*WHAT THE TASK REQUIRES*. Copy out each line of the entries below in which the string "jacket" appears.

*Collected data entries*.
Content starts

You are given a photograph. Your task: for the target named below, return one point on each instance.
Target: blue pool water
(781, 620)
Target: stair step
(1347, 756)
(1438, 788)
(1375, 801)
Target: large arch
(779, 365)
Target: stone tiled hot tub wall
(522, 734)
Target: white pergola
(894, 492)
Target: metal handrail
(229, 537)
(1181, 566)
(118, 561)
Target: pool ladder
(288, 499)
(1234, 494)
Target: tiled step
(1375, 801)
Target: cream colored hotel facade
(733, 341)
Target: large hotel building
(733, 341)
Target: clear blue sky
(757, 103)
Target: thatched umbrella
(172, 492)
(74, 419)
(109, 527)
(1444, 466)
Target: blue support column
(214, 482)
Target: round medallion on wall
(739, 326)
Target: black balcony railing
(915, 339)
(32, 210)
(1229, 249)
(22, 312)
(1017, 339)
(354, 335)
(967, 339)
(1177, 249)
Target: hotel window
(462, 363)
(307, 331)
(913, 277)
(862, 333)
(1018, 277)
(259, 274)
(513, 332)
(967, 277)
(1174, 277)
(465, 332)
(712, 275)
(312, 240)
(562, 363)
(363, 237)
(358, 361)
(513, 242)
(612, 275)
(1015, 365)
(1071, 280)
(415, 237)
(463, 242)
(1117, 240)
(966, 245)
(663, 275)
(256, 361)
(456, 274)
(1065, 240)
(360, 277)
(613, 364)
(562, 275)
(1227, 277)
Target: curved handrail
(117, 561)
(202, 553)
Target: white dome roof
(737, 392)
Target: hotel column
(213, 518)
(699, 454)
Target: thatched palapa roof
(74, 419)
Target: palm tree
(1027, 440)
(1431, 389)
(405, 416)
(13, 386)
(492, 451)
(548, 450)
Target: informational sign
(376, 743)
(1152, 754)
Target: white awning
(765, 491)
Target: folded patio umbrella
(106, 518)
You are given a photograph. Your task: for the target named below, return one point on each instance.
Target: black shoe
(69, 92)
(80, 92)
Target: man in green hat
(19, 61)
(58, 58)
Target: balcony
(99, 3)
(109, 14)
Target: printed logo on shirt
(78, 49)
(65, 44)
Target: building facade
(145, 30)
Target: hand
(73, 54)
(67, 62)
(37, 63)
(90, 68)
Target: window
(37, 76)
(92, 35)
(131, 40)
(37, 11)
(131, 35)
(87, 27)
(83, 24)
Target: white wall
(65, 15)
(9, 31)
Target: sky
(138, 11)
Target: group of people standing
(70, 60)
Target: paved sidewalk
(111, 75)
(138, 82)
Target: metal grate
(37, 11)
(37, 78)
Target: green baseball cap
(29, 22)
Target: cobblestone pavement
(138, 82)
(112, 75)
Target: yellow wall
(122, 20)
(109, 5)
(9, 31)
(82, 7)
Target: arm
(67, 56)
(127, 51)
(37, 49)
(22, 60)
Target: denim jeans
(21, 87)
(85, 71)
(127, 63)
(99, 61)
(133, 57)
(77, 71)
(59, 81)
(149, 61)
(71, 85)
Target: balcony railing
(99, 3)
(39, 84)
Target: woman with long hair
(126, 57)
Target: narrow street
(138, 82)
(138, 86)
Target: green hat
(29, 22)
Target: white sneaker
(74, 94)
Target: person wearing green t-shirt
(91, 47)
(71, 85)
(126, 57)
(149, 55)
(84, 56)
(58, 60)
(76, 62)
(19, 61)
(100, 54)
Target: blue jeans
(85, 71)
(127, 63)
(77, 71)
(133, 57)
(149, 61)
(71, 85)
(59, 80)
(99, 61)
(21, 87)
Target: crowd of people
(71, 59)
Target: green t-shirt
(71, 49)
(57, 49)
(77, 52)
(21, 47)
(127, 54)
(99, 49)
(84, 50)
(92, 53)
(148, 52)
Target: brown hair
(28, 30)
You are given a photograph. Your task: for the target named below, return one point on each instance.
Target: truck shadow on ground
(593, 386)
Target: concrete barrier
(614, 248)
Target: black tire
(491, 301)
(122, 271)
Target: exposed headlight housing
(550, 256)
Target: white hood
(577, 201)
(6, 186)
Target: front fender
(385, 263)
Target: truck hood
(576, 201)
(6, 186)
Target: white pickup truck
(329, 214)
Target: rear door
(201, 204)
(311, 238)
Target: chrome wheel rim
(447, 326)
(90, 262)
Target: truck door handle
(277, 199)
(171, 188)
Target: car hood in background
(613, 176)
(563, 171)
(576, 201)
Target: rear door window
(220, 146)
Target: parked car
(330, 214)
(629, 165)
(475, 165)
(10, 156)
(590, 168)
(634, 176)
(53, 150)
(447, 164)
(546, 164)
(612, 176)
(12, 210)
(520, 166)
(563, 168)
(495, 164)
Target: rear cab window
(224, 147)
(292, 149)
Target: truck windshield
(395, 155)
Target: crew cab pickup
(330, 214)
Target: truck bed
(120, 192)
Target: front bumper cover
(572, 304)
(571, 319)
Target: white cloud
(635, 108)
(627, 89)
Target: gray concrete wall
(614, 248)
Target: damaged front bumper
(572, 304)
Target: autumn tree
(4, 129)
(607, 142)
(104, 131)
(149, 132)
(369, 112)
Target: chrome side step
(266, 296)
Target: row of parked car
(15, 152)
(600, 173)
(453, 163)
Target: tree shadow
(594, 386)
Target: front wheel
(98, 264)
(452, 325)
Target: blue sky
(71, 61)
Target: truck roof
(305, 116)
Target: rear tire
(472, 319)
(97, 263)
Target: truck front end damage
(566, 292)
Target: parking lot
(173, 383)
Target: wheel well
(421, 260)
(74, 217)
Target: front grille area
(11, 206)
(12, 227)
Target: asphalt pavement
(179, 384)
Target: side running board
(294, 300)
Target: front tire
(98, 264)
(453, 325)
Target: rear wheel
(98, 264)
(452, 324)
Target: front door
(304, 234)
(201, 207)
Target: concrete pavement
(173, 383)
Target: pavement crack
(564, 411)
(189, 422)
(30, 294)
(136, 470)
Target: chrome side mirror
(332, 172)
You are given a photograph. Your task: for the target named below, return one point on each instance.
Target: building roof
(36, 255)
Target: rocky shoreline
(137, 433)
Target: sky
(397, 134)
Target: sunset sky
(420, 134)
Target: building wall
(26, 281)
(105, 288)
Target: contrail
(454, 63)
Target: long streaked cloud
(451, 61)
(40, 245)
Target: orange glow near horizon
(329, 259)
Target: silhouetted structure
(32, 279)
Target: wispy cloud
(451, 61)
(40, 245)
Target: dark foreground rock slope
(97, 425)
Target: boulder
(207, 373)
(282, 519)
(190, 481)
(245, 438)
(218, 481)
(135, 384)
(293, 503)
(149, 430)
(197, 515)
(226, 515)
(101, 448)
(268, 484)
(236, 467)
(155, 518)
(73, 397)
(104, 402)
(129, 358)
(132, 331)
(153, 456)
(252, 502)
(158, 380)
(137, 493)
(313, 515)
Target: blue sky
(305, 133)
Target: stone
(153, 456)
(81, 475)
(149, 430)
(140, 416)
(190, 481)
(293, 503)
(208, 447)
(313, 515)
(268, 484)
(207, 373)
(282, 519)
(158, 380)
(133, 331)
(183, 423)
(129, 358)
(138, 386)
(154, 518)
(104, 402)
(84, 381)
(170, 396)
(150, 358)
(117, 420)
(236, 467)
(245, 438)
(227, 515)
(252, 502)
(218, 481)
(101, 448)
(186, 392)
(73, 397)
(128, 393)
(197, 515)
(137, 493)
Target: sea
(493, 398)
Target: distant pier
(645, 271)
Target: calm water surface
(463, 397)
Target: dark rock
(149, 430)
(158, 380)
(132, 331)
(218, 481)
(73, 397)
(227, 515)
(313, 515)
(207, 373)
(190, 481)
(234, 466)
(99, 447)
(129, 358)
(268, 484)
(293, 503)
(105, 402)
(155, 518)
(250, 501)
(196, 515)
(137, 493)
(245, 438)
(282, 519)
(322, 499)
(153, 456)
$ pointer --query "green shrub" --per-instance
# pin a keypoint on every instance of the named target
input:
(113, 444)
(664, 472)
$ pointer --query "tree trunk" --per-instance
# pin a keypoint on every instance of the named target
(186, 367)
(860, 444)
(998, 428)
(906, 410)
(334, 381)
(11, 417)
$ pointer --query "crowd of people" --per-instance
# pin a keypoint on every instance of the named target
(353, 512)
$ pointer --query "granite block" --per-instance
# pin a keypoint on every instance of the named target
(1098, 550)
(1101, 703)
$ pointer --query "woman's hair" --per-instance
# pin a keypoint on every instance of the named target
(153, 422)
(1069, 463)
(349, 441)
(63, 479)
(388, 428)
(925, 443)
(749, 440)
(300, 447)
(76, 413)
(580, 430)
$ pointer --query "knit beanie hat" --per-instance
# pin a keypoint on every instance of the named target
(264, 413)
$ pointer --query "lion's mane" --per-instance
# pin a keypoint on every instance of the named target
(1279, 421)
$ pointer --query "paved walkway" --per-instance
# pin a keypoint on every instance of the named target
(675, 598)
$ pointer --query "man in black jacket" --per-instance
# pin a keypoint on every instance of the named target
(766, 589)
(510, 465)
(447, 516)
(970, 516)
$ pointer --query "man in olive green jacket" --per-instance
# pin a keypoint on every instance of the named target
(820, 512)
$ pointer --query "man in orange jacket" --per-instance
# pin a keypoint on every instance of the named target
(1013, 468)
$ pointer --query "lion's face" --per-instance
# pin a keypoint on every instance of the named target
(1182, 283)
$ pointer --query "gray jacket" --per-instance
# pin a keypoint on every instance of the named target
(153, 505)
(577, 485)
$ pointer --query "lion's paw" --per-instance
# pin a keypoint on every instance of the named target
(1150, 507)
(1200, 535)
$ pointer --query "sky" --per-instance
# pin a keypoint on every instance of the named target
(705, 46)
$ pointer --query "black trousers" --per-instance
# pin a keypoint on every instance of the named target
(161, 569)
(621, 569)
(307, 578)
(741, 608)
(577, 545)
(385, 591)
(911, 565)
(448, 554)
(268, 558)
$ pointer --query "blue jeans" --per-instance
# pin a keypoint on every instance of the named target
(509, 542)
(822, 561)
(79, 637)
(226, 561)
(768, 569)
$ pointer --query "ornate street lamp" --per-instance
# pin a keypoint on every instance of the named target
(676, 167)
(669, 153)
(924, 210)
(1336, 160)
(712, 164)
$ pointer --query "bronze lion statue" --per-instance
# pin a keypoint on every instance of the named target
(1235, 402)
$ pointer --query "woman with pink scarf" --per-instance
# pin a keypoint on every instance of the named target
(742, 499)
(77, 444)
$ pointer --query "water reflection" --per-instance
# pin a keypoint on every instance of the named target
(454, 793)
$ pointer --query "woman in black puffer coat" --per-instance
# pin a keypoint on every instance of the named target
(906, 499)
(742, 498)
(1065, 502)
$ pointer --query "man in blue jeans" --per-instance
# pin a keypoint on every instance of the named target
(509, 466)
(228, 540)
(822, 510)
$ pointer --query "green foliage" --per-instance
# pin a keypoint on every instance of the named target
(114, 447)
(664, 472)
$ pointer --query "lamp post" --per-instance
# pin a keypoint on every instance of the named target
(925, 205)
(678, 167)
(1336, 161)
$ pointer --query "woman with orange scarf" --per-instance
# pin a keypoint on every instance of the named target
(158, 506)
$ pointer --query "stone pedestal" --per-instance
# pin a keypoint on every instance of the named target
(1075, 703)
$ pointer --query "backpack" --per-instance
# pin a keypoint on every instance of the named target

Content ends

*RESPONSE AREA*.
$ pointer --query "man in black jacket" --per-instance
$ pointer --query "man in olive green jacket" --per-instance
$ pointer --query "man in orange jacket" --per-instance
$ pointer --query "gray jacket" --per-instance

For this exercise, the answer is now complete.